- _Stated task_
Update the material from the line with "Would you be able to indicate the dark blue" through the end, replacing "comma-separated" with "separated by a comma" and leaving everything else unchanged. Give only those lines, and leave the pictures out.

◇ ◇ ◇ ◇ ◇

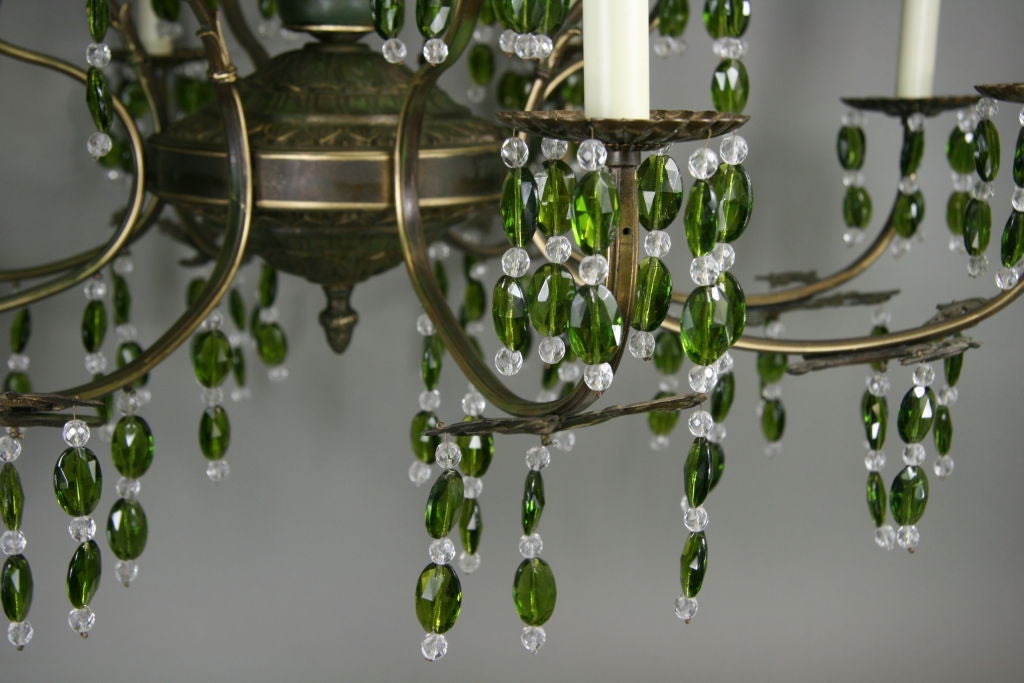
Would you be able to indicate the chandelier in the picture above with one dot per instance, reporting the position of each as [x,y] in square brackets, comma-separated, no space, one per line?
[608,247]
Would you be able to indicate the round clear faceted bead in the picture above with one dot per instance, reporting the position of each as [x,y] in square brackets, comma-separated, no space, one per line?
[592,155]
[657,243]
[551,349]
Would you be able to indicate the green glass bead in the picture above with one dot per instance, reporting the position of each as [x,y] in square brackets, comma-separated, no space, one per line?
[735,201]
[693,564]
[916,412]
[986,150]
[653,295]
[700,218]
[443,502]
[534,591]
[93,326]
[730,86]
[84,572]
[11,497]
[697,472]
[722,396]
[595,212]
[127,529]
[132,446]
[977,226]
[908,496]
[726,18]
[211,354]
[1012,245]
[214,432]
[875,415]
[659,191]
[668,353]
[470,526]
[773,420]
[851,145]
[519,206]
[15,588]
[960,151]
[78,481]
[532,502]
[857,207]
[550,294]
[595,325]
[555,213]
[877,498]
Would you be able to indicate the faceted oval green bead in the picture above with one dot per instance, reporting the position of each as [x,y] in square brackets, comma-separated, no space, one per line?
[214,432]
[653,295]
[977,226]
[908,496]
[11,497]
[443,502]
[532,502]
[551,293]
[595,212]
[84,572]
[659,191]
[735,201]
[986,150]
[595,325]
[127,529]
[15,588]
[730,86]
[693,564]
[132,446]
[916,412]
[697,472]
[93,326]
[534,591]
[438,598]
[700,218]
[857,207]
[519,206]
[877,498]
[78,481]
[851,145]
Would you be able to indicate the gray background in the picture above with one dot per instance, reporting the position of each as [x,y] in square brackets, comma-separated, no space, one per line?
[302,565]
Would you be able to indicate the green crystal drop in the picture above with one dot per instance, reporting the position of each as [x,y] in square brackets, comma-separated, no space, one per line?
[916,412]
[595,212]
[653,295]
[534,591]
[214,432]
[519,206]
[78,481]
[84,572]
[908,496]
[730,86]
[693,564]
[735,201]
[438,598]
[986,150]
[595,325]
[443,502]
[532,502]
[127,529]
[15,588]
[550,294]
[700,218]
[697,472]
[659,191]
[132,446]
[877,498]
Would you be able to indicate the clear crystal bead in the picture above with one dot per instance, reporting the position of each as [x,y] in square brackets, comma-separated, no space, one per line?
[592,155]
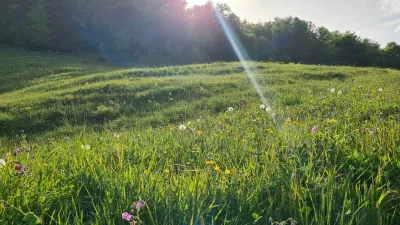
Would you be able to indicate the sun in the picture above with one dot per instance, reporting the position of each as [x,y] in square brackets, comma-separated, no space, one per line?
[196,2]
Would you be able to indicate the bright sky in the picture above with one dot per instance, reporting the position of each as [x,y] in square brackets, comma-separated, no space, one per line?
[378,20]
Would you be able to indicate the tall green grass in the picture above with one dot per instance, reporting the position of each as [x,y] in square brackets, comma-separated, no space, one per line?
[279,169]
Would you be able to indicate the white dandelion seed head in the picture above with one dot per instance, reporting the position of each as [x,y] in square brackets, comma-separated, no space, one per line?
[2,163]
[182,127]
[85,147]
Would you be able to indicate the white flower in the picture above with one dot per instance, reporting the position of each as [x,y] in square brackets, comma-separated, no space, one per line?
[2,163]
[182,127]
[85,147]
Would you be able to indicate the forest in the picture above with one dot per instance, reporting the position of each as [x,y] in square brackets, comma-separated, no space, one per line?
[169,31]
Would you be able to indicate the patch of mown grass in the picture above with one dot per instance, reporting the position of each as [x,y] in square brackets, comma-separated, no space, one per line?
[94,142]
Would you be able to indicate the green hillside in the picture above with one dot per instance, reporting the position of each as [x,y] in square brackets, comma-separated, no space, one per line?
[95,137]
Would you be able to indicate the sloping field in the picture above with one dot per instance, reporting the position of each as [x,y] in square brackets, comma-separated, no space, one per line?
[94,138]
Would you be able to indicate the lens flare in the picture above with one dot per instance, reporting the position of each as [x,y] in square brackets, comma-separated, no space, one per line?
[241,54]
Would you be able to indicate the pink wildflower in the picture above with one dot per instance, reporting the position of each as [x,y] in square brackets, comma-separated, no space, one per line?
[314,129]
[18,167]
[126,216]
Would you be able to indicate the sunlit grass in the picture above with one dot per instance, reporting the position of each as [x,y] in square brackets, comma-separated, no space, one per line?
[94,142]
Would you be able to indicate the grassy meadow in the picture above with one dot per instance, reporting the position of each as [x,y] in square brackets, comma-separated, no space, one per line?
[81,141]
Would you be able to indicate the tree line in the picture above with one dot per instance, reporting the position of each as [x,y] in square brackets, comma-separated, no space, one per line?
[169,30]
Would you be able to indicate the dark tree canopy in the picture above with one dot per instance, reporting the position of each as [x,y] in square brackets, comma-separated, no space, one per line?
[170,31]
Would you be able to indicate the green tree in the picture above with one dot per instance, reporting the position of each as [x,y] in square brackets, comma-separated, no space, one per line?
[35,29]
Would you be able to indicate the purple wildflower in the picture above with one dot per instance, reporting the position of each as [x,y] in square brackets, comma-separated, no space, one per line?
[314,129]
[126,216]
[140,204]
[370,131]
[18,167]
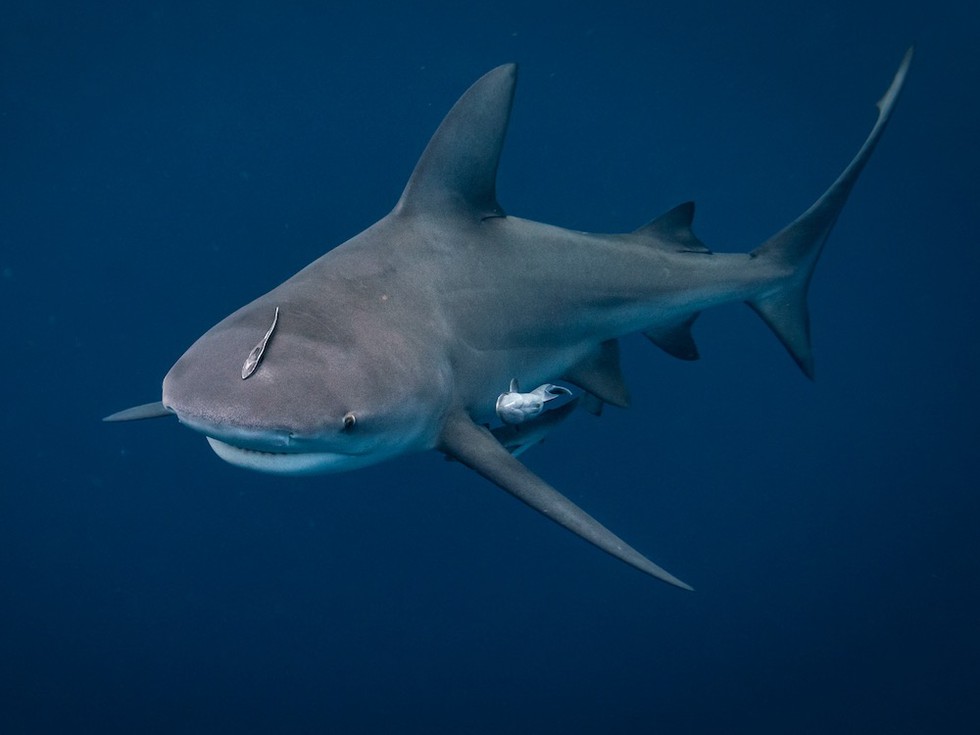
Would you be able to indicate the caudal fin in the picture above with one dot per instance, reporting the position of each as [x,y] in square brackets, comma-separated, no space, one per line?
[797,247]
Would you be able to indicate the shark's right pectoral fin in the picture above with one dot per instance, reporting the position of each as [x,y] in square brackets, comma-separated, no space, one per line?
[153,410]
[477,448]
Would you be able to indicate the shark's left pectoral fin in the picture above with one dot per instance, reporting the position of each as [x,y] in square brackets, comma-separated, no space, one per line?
[477,448]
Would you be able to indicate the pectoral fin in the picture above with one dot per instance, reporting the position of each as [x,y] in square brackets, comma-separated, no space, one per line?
[477,448]
[145,411]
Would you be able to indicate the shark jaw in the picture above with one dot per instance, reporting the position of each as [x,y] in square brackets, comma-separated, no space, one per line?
[285,463]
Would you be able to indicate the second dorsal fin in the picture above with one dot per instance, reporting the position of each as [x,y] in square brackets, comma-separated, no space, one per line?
[673,230]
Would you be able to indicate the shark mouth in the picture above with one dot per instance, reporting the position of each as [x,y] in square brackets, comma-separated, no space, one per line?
[281,463]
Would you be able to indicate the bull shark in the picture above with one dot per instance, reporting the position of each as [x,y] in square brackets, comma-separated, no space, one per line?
[419,332]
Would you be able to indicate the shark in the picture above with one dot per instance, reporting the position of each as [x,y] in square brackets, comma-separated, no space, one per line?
[418,333]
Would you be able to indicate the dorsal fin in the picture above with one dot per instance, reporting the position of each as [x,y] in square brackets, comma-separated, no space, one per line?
[600,375]
[673,229]
[458,169]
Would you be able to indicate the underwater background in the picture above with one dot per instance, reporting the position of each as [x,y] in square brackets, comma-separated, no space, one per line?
[163,163]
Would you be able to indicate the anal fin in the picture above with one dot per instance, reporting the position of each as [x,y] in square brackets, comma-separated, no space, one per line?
[476,447]
[676,339]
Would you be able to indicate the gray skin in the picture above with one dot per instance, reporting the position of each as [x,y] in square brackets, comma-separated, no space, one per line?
[402,338]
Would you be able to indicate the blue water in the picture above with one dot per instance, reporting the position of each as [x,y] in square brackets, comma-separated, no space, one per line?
[163,163]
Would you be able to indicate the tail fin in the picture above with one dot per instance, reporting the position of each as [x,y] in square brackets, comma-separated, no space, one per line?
[799,245]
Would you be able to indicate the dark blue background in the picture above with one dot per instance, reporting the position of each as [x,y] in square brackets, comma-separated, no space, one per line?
[163,163]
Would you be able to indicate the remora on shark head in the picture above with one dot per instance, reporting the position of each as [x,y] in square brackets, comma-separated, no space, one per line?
[416,332]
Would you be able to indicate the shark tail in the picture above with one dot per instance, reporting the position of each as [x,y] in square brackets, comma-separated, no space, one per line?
[794,251]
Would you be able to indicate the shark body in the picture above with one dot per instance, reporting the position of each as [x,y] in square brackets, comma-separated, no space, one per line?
[403,338]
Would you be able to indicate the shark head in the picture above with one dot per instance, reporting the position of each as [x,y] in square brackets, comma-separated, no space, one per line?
[280,387]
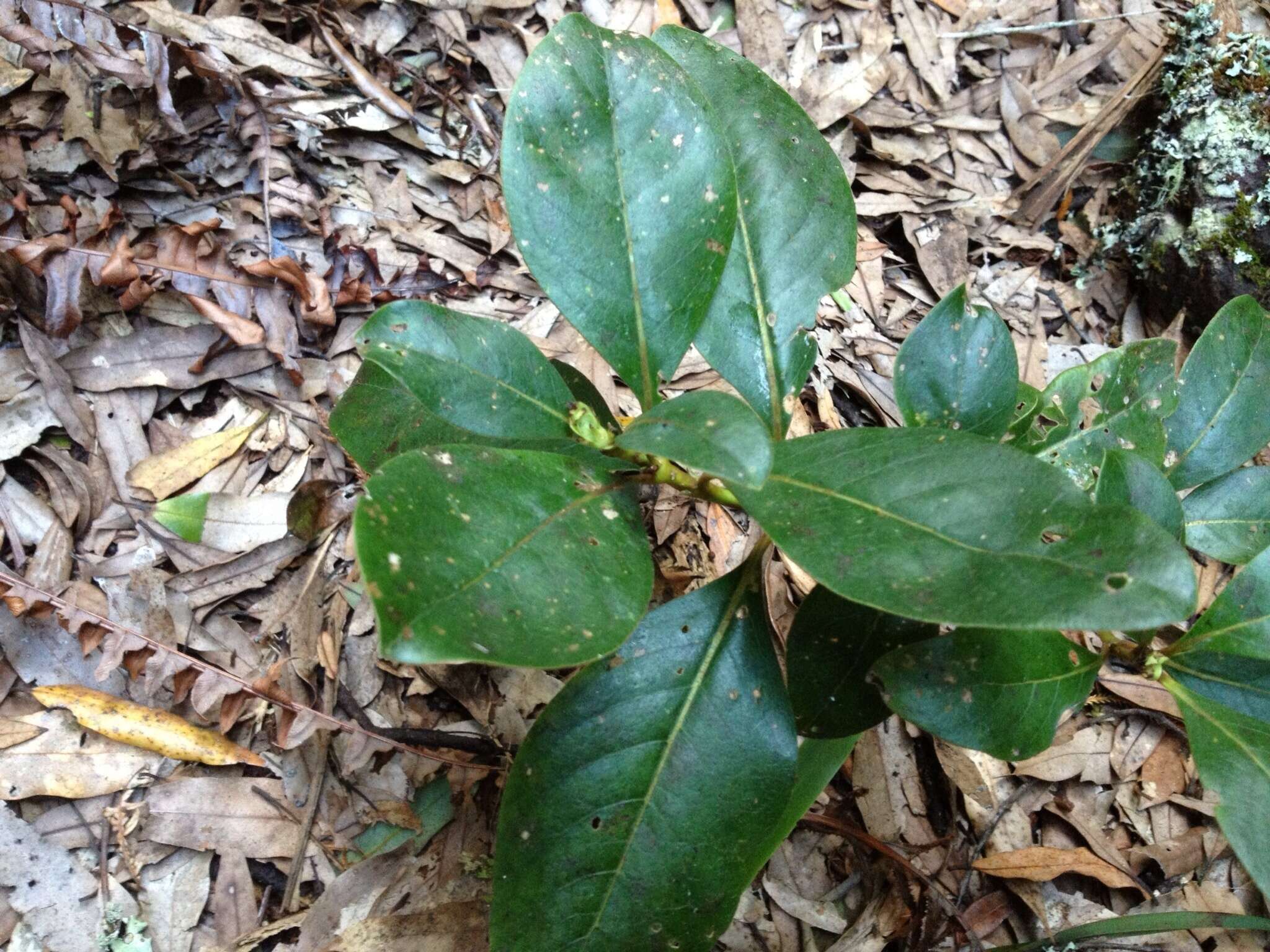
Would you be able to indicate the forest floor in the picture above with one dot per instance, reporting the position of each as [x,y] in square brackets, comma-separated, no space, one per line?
[201,205]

◇ ◇ ◇ ◇ ◇

- _Final result_
Would you be able to indicate the dark blue background in the picture above with one dot per instance, reporting the position of each as [x,y] in square brackets, separated by a comma, no space, one per line?
[163,163]
Would you be able to indicate the remora on shark head in the picture above with one dot per instance, reporting the position of each as [x,y] in square brackets, separated by a comma, no space, one per line?
[416,332]
Would you be able to indicate the shark tail in the picture above with one dot per instance, reporting the position of each as [x,y] in square brackets, separated by a comma, no space, one per line?
[794,251]
Would you be able to indicate the shark body in the picture above with one dot per instance, reporting the position of each as [x,y] in square brackets, separated by a comma, no space, one per line?
[403,338]
Would you be able to indicate the shark head in the picture above with one dot per instance, reporting the position of each as [x,y] in square brackets, separated by a comma, no space, one per line?
[280,387]
Would you be able to indicate the forest floor in the picture above with one dot per instance, reporting the position of each as [x,y] in square brackets, separated by a comma, no space, one per line?
[201,205]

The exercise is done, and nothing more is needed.